=== Section Start ===
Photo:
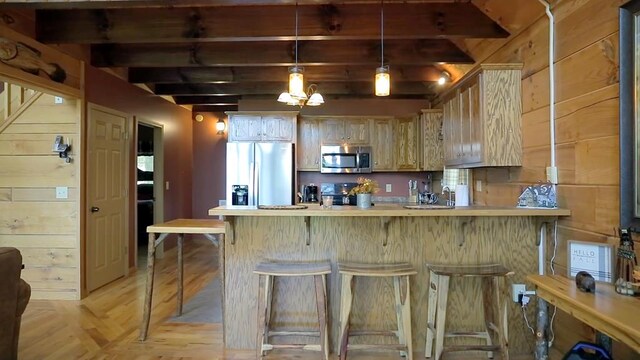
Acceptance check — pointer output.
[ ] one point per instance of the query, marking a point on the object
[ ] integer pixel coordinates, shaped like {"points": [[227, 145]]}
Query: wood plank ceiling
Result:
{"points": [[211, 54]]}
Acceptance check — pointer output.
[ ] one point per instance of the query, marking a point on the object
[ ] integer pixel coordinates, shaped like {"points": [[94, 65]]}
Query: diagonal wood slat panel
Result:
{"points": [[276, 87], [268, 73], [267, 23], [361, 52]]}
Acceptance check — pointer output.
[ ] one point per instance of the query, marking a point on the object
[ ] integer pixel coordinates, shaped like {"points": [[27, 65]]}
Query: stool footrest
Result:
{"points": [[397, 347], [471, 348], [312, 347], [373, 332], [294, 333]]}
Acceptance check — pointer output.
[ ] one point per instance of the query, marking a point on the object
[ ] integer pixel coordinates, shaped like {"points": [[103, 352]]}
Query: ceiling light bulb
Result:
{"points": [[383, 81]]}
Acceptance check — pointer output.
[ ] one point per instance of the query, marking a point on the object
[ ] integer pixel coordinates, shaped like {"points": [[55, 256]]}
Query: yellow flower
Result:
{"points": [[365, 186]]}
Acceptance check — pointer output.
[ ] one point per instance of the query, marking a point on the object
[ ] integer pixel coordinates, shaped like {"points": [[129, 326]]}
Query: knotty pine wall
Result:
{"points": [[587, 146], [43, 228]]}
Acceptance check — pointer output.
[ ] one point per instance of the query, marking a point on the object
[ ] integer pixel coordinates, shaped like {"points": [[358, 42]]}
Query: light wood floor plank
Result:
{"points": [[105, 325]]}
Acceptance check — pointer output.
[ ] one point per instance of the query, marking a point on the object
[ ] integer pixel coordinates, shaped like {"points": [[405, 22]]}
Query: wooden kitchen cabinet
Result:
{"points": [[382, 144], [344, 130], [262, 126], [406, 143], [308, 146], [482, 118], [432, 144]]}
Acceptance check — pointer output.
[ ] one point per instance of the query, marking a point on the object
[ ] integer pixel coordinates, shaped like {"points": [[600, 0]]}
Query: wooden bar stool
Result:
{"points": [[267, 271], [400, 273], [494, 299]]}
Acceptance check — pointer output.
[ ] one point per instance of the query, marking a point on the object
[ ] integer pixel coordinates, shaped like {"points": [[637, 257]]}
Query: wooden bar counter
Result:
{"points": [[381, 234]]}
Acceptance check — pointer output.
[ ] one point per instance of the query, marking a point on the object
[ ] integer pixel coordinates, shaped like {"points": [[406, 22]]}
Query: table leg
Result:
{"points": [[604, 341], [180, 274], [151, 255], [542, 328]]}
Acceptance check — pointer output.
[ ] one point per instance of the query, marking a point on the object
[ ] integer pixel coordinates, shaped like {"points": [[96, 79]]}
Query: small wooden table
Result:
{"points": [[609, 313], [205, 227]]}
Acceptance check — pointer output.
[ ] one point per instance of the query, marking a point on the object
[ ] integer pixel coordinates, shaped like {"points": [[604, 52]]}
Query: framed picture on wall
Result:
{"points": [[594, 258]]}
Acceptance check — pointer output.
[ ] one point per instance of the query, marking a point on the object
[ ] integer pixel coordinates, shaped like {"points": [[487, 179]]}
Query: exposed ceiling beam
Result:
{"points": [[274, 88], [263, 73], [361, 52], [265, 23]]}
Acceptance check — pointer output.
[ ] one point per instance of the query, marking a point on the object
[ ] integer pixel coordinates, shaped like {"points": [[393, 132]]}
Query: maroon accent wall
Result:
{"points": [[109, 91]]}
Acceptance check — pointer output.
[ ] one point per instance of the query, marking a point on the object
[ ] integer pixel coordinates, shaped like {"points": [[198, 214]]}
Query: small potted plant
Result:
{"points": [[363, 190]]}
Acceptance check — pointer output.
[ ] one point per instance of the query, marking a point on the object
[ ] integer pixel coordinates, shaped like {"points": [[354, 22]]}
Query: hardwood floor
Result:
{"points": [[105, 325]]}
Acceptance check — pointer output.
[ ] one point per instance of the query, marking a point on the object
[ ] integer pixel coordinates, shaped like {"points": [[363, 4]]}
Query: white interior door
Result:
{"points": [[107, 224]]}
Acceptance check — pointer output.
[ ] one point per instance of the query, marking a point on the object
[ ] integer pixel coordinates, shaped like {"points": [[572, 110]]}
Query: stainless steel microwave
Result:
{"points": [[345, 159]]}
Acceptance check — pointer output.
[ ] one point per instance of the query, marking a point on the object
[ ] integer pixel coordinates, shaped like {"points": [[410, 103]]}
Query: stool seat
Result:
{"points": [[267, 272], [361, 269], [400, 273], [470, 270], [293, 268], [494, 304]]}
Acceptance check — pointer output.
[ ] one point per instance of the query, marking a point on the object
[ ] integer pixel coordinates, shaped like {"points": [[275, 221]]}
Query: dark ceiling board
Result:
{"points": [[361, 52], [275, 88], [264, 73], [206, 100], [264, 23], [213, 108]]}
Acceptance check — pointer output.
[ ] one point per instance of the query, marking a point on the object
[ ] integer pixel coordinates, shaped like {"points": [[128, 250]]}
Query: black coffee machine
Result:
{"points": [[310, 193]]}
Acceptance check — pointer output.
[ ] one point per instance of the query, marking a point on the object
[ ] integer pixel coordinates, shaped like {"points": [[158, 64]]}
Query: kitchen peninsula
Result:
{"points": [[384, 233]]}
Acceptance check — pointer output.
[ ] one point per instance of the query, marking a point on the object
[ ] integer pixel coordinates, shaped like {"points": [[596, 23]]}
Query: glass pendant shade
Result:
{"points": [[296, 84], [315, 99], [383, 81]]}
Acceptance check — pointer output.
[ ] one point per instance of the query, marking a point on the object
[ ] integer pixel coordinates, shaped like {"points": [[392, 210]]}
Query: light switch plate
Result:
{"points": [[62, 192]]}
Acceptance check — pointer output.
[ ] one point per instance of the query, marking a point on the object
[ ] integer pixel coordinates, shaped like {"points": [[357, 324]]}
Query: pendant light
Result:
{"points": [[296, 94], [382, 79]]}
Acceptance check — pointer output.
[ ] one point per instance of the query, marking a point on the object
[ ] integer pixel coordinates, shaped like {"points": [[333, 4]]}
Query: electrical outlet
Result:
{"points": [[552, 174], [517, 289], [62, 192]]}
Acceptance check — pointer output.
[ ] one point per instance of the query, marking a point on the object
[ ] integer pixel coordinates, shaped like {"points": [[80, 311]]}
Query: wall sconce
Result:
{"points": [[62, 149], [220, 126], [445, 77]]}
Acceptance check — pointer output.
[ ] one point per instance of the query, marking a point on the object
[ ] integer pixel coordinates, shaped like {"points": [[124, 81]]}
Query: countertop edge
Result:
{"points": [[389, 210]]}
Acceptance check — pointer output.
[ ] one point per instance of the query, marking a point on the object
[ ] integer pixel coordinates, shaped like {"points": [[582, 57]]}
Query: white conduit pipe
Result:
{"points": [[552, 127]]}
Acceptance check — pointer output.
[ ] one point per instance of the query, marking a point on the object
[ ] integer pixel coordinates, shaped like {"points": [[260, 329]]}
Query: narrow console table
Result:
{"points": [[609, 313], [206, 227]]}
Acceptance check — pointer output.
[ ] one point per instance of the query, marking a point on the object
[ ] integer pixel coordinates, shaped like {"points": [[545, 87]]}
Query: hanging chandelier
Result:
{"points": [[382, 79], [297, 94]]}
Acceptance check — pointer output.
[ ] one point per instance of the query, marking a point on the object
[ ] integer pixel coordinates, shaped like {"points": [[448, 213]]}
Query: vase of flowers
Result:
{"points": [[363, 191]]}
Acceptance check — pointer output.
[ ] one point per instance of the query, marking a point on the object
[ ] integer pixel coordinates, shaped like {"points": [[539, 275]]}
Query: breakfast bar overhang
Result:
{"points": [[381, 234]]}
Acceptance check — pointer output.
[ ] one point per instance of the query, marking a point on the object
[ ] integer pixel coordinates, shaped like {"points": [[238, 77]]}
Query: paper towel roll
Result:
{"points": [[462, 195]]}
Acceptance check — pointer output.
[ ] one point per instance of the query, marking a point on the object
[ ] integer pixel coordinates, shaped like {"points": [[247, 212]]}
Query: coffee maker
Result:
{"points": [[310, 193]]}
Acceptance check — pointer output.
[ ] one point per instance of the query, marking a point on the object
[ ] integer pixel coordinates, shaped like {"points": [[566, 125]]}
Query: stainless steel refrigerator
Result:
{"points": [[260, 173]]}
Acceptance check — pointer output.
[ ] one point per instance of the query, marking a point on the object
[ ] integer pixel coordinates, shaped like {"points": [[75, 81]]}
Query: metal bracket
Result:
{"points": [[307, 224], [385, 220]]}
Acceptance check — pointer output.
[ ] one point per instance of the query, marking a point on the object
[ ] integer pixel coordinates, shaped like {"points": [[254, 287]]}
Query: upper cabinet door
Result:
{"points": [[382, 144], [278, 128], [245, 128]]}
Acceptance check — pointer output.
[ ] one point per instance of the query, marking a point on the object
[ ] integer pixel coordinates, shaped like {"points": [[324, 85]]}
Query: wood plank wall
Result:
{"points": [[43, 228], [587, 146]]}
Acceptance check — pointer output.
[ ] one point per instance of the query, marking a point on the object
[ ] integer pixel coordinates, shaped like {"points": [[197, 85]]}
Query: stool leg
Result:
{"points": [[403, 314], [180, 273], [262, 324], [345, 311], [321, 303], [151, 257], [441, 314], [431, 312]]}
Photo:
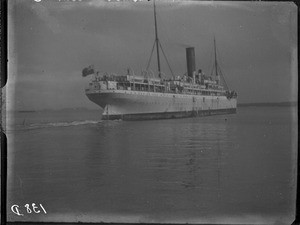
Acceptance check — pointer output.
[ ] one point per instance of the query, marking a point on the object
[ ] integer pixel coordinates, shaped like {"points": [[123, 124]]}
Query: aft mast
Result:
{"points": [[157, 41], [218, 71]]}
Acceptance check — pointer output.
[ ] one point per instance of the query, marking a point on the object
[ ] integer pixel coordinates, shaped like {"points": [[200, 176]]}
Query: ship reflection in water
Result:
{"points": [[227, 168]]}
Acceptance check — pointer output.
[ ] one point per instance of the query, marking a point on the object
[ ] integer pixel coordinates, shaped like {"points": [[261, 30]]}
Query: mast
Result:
=== Section End ===
• **ASSIGNMENT**: Go through the records and show every line with the string "steel" in it.

• **RESPONSE TO THE TASK**:
Query: stainless steel microwave
Query: stainless steel refrigerator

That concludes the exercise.